» **What is being asked**
For the entries below, say how many lines include the word "clear" and add nothing else.

(Extracted data entries)
§ §

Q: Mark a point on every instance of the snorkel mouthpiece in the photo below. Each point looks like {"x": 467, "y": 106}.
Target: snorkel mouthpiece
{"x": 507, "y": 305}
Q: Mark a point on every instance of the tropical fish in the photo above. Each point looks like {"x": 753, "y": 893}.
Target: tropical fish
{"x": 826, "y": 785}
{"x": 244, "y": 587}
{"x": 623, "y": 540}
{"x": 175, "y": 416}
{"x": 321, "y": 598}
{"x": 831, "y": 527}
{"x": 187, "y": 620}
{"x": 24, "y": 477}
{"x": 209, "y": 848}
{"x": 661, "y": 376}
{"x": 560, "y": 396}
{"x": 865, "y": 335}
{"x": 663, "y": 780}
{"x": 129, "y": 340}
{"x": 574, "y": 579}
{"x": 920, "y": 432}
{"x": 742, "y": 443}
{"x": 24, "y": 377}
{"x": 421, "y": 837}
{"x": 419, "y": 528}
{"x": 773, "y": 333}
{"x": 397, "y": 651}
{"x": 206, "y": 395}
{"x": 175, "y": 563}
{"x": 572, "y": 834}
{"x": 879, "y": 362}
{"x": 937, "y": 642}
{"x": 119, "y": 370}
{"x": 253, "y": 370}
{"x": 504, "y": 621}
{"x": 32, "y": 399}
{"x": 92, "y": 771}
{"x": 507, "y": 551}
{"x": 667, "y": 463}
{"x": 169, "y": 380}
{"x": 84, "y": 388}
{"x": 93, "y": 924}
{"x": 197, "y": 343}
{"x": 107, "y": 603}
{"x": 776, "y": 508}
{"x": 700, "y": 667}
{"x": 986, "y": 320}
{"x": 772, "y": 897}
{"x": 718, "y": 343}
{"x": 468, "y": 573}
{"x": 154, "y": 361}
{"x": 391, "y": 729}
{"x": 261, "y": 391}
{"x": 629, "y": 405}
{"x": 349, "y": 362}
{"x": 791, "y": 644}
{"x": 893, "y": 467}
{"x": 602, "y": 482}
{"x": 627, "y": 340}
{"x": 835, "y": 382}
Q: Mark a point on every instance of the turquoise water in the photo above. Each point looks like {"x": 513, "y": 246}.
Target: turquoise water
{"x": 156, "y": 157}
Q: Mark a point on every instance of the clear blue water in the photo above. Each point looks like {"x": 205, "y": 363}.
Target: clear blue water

§ §

» **Exercise response**
2